*Work required*
Print all the records exactly, please.

*Input material*

···

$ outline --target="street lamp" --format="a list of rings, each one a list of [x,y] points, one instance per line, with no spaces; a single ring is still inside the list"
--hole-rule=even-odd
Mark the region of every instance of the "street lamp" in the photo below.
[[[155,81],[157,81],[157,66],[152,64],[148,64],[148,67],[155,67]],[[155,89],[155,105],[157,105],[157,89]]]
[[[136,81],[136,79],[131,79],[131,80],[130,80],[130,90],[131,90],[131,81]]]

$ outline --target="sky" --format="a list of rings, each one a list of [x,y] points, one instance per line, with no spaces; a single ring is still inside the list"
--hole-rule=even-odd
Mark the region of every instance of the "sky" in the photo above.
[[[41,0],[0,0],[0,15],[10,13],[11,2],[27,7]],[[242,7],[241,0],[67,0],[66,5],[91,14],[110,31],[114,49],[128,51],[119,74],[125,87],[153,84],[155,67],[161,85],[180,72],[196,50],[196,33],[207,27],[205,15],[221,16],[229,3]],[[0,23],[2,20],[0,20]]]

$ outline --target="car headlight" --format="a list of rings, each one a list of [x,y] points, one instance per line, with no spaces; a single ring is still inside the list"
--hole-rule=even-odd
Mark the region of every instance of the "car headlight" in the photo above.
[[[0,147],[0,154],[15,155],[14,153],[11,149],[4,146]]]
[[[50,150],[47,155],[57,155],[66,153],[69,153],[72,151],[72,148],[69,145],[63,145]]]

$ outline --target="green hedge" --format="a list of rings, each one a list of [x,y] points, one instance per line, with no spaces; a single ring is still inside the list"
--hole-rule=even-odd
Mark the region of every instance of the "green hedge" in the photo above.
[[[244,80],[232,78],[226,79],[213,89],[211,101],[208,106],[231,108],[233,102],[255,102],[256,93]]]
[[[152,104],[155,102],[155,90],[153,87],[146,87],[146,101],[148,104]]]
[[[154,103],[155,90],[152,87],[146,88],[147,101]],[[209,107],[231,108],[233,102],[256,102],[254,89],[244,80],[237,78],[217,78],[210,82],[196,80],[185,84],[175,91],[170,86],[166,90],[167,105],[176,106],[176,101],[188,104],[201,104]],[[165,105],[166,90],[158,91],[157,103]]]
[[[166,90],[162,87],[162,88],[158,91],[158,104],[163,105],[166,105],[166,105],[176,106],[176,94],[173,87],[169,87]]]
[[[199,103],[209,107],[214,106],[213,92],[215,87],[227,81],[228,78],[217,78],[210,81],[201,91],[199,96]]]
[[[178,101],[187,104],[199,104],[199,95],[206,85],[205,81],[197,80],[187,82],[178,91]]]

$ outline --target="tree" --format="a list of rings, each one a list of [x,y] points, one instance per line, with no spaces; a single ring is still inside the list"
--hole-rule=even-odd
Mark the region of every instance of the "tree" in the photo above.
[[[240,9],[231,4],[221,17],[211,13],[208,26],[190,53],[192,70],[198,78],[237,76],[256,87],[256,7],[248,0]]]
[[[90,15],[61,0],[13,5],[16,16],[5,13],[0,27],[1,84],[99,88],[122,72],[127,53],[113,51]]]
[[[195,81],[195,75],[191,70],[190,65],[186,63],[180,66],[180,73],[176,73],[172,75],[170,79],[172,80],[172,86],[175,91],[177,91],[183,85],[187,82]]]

···

*Complete output*
$ outline --target="street lamp" --format="a list of rings, each one a list of [x,y] points, one instance per line, with no spaces; a single ring is still inside the list"
--hole-rule=even-odd
Mark the region of every instance of the "street lamp" in the photo below.
[[[155,81],[157,81],[157,66],[152,64],[148,64],[148,67],[155,67]],[[155,89],[155,105],[157,105],[157,89]]]
[[[136,81],[136,79],[131,79],[131,80],[130,80],[130,90],[131,90],[131,81]]]

$ outline --target="sky" --format="a list of rings, each one a list of [x,y] points, one instance per line, with no spaces; a single ring is still inside the list"
--hole-rule=even-odd
Mark the region of every instance of the "sky" in the photo above.
[[[41,0],[0,0],[0,15],[10,13],[11,2],[27,7]],[[242,7],[241,0],[67,0],[66,5],[91,14],[110,31],[114,49],[128,51],[119,74],[125,87],[153,84],[155,67],[161,85],[180,72],[196,50],[196,33],[207,27],[205,15],[221,16],[229,3]],[[0,23],[2,20],[0,20]]]

$ outline --target="car headlight" --format="a list of rings, each one a list of [x,y] points, one instance per line, with no spaces; a single ring is still inside the list"
--hole-rule=even-odd
Mark the region of every instance of the "car headlight" in the photo above.
[[[0,147],[0,154],[15,155],[14,153],[11,149],[4,146]]]
[[[50,150],[47,155],[57,155],[66,153],[69,153],[72,151],[72,148],[69,145],[63,145]]]

$ outline --target="green hedge" --format="a list of rings, each one a list of [x,y] points, one instance per line, with no spaces; a single ring is still inside the list"
--hole-rule=even-odd
Mark the region of every instance of the "green hedge" in the photo above.
[[[244,80],[232,78],[226,79],[213,89],[211,101],[208,106],[231,108],[233,102],[255,102],[256,93]]]
[[[152,104],[155,102],[155,90],[153,87],[146,87],[146,101],[148,104]]]
[[[154,103],[155,90],[152,87],[146,88],[147,101]],[[209,107],[231,108],[233,102],[256,102],[254,89],[244,80],[237,78],[217,78],[210,82],[196,80],[185,84],[175,91],[170,86],[166,90],[167,105],[176,106],[176,101],[188,104],[201,104]],[[165,105],[166,90],[158,91],[157,103]]]
[[[166,90],[162,87],[162,88],[158,91],[158,104],[163,105],[166,105],[166,105],[176,106],[176,94],[173,87],[169,87]]]
[[[199,103],[209,107],[214,106],[213,92],[215,87],[227,81],[228,78],[217,78],[210,81],[201,91],[199,96]]]
[[[178,101],[187,104],[199,104],[199,95],[206,85],[205,81],[197,80],[187,82],[178,91]]]

$ outline --target="tree" --format="a list of rings, each one a list of [x,y] points, one instance per line, with no spaces; a single ring is still inside the list"
--hole-rule=even-odd
Mark the region of every instance of the "tree" in the photo above.
[[[240,9],[231,4],[221,17],[211,13],[208,26],[190,53],[192,70],[198,78],[237,76],[256,87],[256,7],[248,0]]]
[[[90,15],[61,0],[13,5],[16,16],[5,13],[0,27],[1,84],[99,88],[122,72],[127,53],[113,51]]]
[[[195,81],[195,75],[191,70],[190,65],[186,63],[180,66],[180,73],[176,73],[172,75],[170,79],[172,80],[172,86],[175,91],[177,91],[183,85],[187,82]]]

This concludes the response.